:: Assignment ::
Given the records below, the lines starting at the line with "Now the pit" and ending at the line with "[[74,343],[199,330],[168,250],[96,256]]" should be output exactly, both end lines kept and pictures left out.

:: Data for this task ::
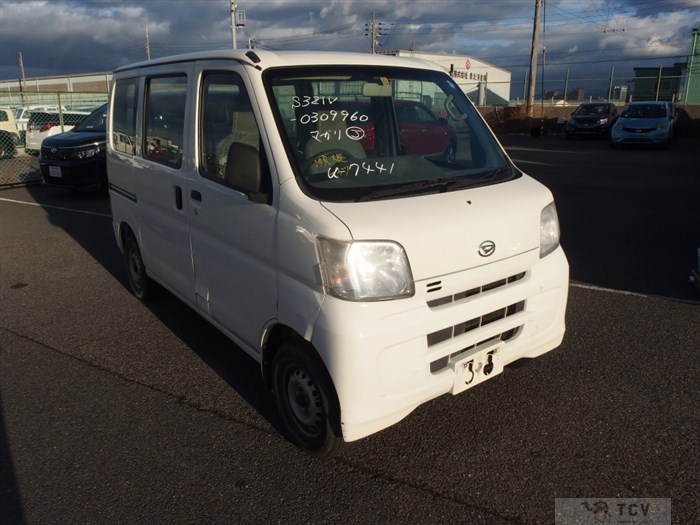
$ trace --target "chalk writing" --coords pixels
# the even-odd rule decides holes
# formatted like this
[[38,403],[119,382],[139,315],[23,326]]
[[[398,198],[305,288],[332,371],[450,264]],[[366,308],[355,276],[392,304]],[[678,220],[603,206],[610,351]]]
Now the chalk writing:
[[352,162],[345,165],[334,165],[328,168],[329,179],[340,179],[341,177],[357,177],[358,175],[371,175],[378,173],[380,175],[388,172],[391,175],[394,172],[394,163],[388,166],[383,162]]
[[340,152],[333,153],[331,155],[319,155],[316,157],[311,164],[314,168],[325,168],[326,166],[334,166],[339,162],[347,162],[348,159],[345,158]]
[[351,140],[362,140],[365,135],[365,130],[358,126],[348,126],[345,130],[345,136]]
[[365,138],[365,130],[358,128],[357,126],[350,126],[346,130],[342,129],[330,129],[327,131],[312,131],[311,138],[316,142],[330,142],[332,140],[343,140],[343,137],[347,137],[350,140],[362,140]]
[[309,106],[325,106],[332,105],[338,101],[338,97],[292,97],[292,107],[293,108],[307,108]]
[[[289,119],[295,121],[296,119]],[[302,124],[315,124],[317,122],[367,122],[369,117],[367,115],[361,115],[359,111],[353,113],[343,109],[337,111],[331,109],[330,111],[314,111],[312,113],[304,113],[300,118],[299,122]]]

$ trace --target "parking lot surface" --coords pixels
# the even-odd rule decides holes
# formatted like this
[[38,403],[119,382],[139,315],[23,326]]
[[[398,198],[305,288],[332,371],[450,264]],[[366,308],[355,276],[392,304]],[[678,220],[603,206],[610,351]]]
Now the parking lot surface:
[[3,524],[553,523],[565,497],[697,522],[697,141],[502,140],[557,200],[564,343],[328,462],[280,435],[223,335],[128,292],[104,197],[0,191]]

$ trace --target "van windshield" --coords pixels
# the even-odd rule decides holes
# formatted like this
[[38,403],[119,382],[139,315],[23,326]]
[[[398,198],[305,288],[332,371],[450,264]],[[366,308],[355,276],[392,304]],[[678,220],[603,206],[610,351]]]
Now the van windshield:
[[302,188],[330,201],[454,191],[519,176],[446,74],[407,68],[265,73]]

* * *

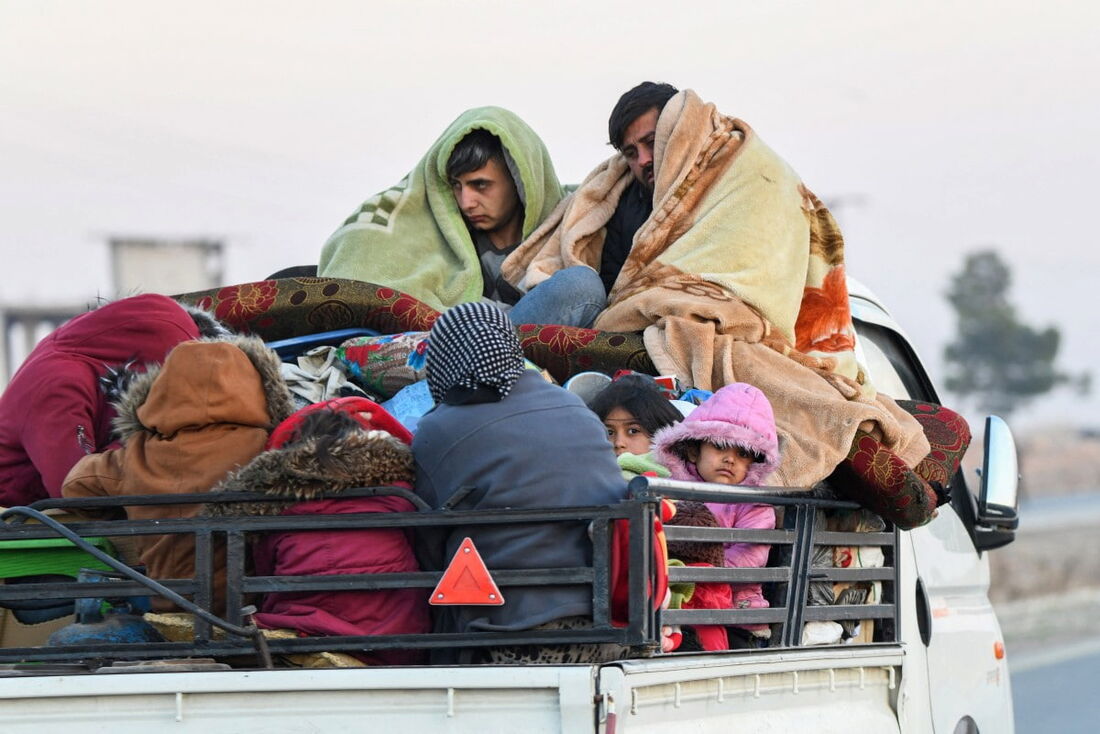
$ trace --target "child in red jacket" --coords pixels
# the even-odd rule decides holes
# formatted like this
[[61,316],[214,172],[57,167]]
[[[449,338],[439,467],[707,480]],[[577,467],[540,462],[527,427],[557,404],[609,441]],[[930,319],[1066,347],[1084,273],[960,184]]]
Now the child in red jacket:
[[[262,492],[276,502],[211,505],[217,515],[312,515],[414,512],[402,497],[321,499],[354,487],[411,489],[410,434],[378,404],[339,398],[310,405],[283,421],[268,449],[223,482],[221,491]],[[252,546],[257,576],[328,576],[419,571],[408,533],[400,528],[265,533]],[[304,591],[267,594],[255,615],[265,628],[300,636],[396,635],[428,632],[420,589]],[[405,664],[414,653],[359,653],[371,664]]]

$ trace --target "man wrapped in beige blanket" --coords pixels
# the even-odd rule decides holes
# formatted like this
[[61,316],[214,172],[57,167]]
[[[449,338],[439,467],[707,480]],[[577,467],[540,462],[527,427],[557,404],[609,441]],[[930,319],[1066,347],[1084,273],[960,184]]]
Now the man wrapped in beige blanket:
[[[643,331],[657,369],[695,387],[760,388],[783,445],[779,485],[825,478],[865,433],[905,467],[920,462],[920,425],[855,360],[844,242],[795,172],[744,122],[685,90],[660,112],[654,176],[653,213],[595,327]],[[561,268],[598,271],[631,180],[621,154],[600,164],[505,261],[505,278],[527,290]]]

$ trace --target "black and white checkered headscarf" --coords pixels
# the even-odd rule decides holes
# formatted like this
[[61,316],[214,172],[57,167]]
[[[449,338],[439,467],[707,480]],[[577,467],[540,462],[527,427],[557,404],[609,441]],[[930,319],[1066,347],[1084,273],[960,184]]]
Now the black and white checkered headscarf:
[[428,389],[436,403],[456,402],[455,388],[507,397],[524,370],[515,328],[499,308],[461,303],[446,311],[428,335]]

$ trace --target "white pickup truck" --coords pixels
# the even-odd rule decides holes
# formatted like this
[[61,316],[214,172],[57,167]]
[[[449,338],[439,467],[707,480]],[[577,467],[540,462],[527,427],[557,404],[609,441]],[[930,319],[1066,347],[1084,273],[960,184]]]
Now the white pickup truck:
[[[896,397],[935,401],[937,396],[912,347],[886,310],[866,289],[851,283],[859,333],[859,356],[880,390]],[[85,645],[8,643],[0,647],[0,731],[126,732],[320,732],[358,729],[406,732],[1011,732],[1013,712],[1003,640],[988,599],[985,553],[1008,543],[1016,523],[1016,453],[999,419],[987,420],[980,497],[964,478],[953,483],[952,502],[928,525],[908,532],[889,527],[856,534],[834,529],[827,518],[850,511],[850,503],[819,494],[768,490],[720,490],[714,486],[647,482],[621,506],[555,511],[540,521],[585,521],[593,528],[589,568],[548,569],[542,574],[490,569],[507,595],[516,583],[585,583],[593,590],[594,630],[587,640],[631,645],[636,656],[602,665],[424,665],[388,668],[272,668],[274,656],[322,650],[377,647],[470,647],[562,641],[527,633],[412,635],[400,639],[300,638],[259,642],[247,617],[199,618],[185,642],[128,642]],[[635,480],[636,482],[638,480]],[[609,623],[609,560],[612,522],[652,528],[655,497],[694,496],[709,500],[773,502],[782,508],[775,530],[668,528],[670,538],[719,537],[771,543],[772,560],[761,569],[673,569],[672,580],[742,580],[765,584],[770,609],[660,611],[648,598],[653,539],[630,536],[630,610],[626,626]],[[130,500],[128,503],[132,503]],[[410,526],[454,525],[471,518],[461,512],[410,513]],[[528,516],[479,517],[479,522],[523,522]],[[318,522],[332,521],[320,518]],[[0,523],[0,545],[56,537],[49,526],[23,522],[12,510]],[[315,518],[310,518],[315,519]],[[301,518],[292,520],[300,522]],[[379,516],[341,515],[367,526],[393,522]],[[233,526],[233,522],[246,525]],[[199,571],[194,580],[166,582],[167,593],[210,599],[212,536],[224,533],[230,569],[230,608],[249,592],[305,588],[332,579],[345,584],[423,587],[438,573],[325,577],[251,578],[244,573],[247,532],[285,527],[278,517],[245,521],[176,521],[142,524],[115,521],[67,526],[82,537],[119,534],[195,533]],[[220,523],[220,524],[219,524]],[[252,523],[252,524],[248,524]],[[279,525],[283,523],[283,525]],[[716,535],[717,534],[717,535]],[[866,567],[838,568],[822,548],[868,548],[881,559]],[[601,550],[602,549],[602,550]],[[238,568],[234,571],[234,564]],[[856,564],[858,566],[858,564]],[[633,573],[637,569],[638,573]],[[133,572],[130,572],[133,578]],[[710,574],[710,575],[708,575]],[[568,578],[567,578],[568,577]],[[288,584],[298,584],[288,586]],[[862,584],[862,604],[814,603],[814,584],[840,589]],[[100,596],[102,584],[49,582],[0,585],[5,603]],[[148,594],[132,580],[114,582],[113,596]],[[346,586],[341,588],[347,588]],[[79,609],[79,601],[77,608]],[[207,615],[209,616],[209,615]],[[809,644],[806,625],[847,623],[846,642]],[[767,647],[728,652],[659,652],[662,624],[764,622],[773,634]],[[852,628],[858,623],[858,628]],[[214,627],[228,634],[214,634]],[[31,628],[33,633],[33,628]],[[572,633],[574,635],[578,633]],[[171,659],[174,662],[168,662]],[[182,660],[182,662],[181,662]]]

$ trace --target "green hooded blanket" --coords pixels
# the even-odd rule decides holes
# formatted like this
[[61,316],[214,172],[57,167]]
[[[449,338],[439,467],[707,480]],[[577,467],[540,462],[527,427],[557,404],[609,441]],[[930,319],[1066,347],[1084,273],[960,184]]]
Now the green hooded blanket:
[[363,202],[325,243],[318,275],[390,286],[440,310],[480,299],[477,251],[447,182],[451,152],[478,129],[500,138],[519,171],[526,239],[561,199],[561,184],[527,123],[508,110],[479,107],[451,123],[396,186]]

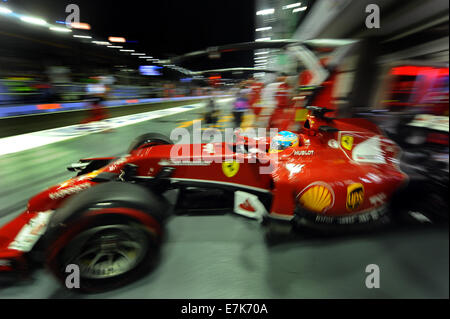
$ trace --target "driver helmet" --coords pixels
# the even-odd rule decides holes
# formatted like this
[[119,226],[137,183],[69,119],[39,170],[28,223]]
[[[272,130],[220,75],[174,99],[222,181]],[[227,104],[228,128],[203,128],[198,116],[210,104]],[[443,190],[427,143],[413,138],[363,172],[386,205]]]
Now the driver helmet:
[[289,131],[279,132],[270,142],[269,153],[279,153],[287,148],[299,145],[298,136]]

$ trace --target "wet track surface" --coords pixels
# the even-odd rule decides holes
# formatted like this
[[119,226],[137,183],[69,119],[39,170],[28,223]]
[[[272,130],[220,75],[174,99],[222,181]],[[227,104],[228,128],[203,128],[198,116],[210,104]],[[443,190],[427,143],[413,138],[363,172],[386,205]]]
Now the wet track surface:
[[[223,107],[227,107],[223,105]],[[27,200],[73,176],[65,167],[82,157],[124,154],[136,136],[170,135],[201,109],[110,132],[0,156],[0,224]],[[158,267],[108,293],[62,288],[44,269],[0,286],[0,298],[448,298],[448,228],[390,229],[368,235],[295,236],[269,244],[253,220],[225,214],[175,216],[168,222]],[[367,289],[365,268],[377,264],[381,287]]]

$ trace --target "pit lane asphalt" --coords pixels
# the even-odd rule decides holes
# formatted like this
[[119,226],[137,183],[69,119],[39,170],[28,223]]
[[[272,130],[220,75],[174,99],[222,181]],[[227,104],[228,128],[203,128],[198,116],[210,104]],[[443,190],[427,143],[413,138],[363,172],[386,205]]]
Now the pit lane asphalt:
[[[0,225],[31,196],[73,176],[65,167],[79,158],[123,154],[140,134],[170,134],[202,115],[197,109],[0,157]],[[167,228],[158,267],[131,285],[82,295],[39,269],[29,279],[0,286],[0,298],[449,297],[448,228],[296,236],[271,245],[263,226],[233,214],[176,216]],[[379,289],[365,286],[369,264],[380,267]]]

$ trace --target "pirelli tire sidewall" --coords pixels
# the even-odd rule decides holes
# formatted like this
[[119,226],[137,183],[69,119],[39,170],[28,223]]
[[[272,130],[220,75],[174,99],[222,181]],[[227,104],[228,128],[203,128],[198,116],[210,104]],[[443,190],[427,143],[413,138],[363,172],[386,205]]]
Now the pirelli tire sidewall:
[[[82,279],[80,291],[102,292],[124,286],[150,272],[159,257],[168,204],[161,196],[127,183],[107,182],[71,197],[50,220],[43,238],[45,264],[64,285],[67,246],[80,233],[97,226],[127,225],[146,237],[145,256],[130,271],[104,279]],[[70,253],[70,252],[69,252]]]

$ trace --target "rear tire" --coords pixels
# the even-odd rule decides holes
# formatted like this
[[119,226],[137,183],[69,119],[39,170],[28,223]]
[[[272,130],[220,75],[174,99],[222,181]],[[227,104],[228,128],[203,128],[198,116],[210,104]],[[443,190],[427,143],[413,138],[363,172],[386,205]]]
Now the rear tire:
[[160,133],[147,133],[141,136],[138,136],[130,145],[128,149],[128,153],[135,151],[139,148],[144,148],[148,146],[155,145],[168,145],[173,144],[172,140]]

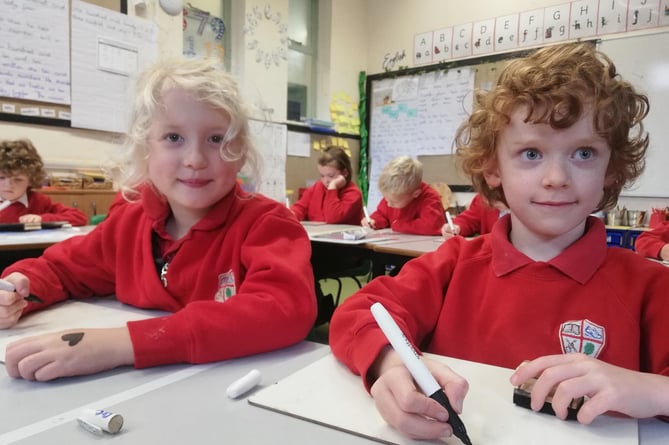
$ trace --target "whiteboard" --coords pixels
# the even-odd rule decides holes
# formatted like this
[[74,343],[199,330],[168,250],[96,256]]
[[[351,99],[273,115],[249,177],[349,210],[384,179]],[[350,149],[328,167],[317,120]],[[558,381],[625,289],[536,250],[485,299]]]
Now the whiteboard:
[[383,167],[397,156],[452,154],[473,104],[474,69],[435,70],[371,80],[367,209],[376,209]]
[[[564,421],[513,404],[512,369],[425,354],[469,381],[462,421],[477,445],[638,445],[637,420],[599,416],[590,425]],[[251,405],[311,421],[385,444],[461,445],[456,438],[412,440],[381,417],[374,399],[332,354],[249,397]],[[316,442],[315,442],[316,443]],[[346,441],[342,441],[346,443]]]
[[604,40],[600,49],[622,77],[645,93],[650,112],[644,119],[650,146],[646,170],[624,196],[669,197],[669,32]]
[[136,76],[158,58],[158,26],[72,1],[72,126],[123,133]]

:: Exercise output ::
Now the pit lane asphalt:
[[[0,225],[31,196],[73,176],[65,167],[79,158],[123,154],[140,134],[170,134],[202,115],[197,109],[0,157]],[[167,228],[158,267],[131,285],[82,295],[39,269],[29,279],[0,286],[0,298],[449,297],[448,228],[296,236],[271,245],[263,226],[233,214],[176,216]],[[379,289],[365,286],[369,264],[380,267]]]

$ trace --target "pirelli tire sidewall" --coords pixels
# the even-odd rule decides holes
# formatted like this
[[119,226],[137,183],[69,119],[39,170],[28,223]]
[[[272,130],[220,75],[174,99],[222,181]],[[227,104],[228,128],[203,128],[198,116],[210,104]],[[443,190],[427,143],[413,138],[363,172],[386,205]]]
Now the pirelli tire sidewall:
[[[82,279],[80,291],[102,292],[124,286],[150,272],[159,257],[168,204],[161,196],[127,183],[107,182],[71,197],[50,220],[43,238],[45,264],[64,285],[67,246],[80,233],[97,226],[127,225],[146,237],[145,256],[130,271],[104,279]],[[70,253],[70,252],[69,252]]]

$ trace --target "rear tire" --coords pixels
# the even-odd rule decides holes
# formatted like this
[[119,226],[137,183],[69,119],[39,170],[28,223]]
[[[272,130],[220,75],[174,99],[222,181]],[[227,104],[228,128],[203,128],[198,116],[210,104]],[[443,190],[427,143],[413,138],[363,172],[386,205]]]
Now the rear tire:
[[160,133],[147,133],[141,136],[138,136],[130,145],[128,149],[128,153],[135,151],[139,148],[144,148],[148,146],[155,145],[168,145],[173,144],[172,140]]

$ trace --target "whiteboard" --coords pixels
# the even-odd rule decides holes
# formatted like this
[[74,343],[199,330],[168,250],[96,256]]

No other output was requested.